• **REQUESTS**:
[A] In the post on media filtering, which Bible verse is cited for the call to glorify God in everything we do?
[B] Continue the post on media filtering from its last sentence.

• **SELECTION**:
• • • • • • •
I’ve spent the last several days preparing a Powerpoint with extensive video and image illustrations for high school students. The hope is to get them to install an internal media filter that will stay in place whether they are watching TV or YouTube, Twittering or uploading photos to their Facebooks, playing video games, or texting on their phones. We are called to glorify God in everything we do (1 Cor. 10:31), and that certainly extends to processing media messages.
It was most enlightening me for to find illustrations for this presentation. The naturalistic worldview that characterizes our society runs from the merely godless (most of the Harry Potter books, up to the shock of the Christian elements at the end of the last book) to the openly hostile (House, M.D.’s contempt for all things and people of faith). When I read the lyrics of the top iTunes songs, I couldn’t help but wince at the potty-mouth sexism of “Boom Boom Pow,” the glorification of “Waking Up in Vegas” (hungover and married???), and the total insipidity of the “No Boundaries” song our brother Kris Allen was forced to sing on American Idol.
• • • • • • •
• **DATA EXCERPT**:

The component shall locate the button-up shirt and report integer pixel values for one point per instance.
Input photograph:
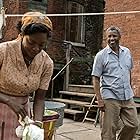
• • • • • • •
• **REPLIES**:
[A] 1 Corinthians 10:31

[B]
Finding illustrations for the way the media desensitize us wasn’t hard. Consider that most high school students have a “ho-hum, yawn” apathy about same-sex marriage; they’ve been desensitized to the whole issue. And there is more blood and gore in the opening credits of CSI: than most people would have seen in a lifetime a generation ago, but we munch on chips through it all while not blinking an eye.
Nor was it hard to think of ways in which the media present an unreal view of our world. Girls are still in love with Edward, the vampire hero of the Twilight series. And back to CSI: the last time I was called to jury duty, during the voir dire process we were told of the “CSI Effect” that now leads juries to have unrealistic expectations about how crime evidence is harvested. Solving real-life crimes is harder than it appears to be in a 60-minute show. (I mean, c’mon, don’t we all just know that every partial print is going to show up in CODIS?)
We will be calling students to glorify God in their media consumption by engaging a filter comprised of questions through which they view and experience images and messages:
* What is their view of life? Where do they say life is found?
* Can you discern the philosophy of those pumping out images, information, or music?
* Are they telling the truth in what they’re saying?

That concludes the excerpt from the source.